-- Begin Document --

Ren works his way through the shelves, finally reaching the stairs on the other side. On the other side of the shrine, he encounters a sheer, ghostly sphere, hiding in a small room. When he takes a picture of it, it transforms into one of the hiding children, who leaps at him before running away.
I guess that’s one child down, two more to go.
Down another hall we hear a small voice and find another hidden girl. That’s the second.
As we search for the third, we find another one of the priest’s diaries.
“Today’s dream was stifling. It was night, and several men carrying burning flames spent a long time exploring the area underneath the main shrine.
They carried a huge reliquary underground, burying it where no one would ever find it.
The white-haired girl was sleeping inside the box.
She was waiting for someone, but it wasn’t me. I didn’t have what she wanted. I remember feeling so incredibly sad when I woke up.”
Ahh. So, does Ren have what she wants? We’ll have to wait see.
The third ghost is close by, hiding in a hole.
Now where do we go? In the flooded sanctum here the three large dolls are enshrined Ren finds another notebook, which wasn’t there just a few minutes before. But this book, with its shiny leather, is familiar.
It’s Rui’s journal.
Quickly, Ren flips through it, hoping for a clue.
“Mr. Hojo has started acting strangely. It’s like his mind is completely elsewhere. This all started when he saw that photo. He’s usually on the lazy side, but now he’s obsessed with tracking down these photos.
I have to go with him, if only make sure he doesn’t wander off willy-nilly.
Would he put this much effort into searching for me if I went missing, I wonder?”
Woof. Rui doesn’t have a very high opinion of him, does she? But it’s hard to blame her.
But Ren believes that if he uses her diary, he can see where Rui’s been taken. Does that mean, he, too, has a spiritual sense like Yuri and Hisoka?
A vague white mist glimmers at a door, and we follow it into a narrow room. Where it’s concentrated Ren takes a photo. Rui materializes, the Camera Obscura materializing her back into the living realm.
“You… you really came for me.”
But she really doesn’t sound alright. She keeps getting picked on by all these ghosts. Still, Ren isn’t ready to give up and go home yet. Not when they’ve come all this way. He needs to find the Veiled House.
He and Rui head back towards the doll room here she was first spirited away. But a man with a reliquary on his back attacks them. As he collapses into ether, Ren reaches out to touch him.
We see his last moments, as he contemplates the black waters, the box on his back forcing him to bow.
“My body. Lost to the depths… of the Black Water…”
He seems to have thrown himself into a lake of water. Perhaps he, like so many others, couldn’t resist the allure of that place. It’s hard to feel sorry for him.

-- End Document --
-- Begin Recorded information --

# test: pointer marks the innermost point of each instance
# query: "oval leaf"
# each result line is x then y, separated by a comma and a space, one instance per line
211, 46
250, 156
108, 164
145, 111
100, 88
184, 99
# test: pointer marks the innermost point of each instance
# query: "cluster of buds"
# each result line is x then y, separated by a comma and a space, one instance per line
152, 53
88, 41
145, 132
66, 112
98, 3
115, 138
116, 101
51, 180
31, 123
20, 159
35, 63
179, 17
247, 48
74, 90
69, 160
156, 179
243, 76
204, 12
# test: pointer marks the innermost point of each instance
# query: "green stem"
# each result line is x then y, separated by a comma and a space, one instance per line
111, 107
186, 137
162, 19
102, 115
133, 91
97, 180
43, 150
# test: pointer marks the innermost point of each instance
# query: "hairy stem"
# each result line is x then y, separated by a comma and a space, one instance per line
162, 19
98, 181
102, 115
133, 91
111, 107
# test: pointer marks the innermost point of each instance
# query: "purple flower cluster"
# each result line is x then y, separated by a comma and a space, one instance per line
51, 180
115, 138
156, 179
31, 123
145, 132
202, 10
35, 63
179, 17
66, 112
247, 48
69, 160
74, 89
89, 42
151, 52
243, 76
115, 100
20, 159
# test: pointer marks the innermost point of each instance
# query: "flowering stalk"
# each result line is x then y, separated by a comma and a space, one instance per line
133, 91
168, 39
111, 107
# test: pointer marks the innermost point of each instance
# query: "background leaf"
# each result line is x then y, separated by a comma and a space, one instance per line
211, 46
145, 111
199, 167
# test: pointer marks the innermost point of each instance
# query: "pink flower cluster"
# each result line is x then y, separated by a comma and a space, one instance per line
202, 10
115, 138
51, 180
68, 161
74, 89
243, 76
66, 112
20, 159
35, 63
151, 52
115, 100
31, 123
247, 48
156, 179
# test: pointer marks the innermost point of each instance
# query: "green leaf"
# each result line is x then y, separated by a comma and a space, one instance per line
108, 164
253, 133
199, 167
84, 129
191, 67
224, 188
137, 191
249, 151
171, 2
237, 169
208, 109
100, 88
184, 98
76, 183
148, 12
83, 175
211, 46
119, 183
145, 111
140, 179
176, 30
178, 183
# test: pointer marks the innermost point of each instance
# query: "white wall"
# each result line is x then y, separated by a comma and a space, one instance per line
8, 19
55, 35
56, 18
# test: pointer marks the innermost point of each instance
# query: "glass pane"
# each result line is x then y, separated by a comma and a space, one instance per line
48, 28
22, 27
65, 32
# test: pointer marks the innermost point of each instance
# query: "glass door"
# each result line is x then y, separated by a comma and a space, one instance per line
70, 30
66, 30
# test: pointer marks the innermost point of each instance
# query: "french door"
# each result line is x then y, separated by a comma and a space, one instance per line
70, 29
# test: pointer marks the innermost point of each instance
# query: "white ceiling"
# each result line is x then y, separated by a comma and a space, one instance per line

-- End Recorded information --

> Task goal: Carry on the walkthrough of Ren's search through the shrine, starting right after its last sentence.

> Exercise answer:
Inside the doll room, the white-haired girl is sitting on the doll display.
Ren is taken aback. He remembers her immediately. And she clearly remembers him. She stares at him intensely, contemplating him for a moment.
“You didn’t keep it with you. My token… Did you lose it? But, our promise…”
She turns, disappointed, away from him before vanishing into the ether.
Ren says nothing. He just goes to the wooden grate beneath the doll display and enters Womb Cavern.
“Th-thanks… Y-you know, I… I’ve been waiting,” Rui stammers, sounding chilled.
“Hmm?” Ren asks, clearly confused. Not turning around to look at her as he works his way through the waterlogged tunnel.
“For… for someone to choose me. I’ve been waiting… so long… for you.”
“What are you talking about?” Ren demands.
“I… It’s not important. I understand now…”
“… Well, I don’t understand it at all.”
“The girl… She’s been waiting too. For the person with her token.”
It seems that more than just a murder happened during Ren’s childhood. But that, too, seems to be blacked out of his memory. But more pressing, is Rui possessed?
They reach the main cave, and the pool is still filled with black boxes. In the center, the women who attacked Haruka and Yuri attacks. Her arms swing wildly and blind towards Ren, but soon she vanishes. In her wake is an Iris key.
It occurs to Ren now that there is a woman in each of the boxes that fill this cavern. But he has the key to the metal door that leads out of this place. And he doesn’t linger, quickly unlocking it so they can leave.
And outside the cave, they find it. The Veiled House. The vanishing home of Keiji Watarai.
The Veiled House
“Is… is someone there?” Rui asks, as they approach it, cautious.
It looks decrepit and long abandoned. Just like in the video they’d seen. But the moment they step inside it’s undeniable – this is surely the house that Kazuya called from. I recognize that boarded up window. And that phone, that started the explorer in the video. That must have been the phone that he used to call Ren.
So, he’s here in this house, somewhere.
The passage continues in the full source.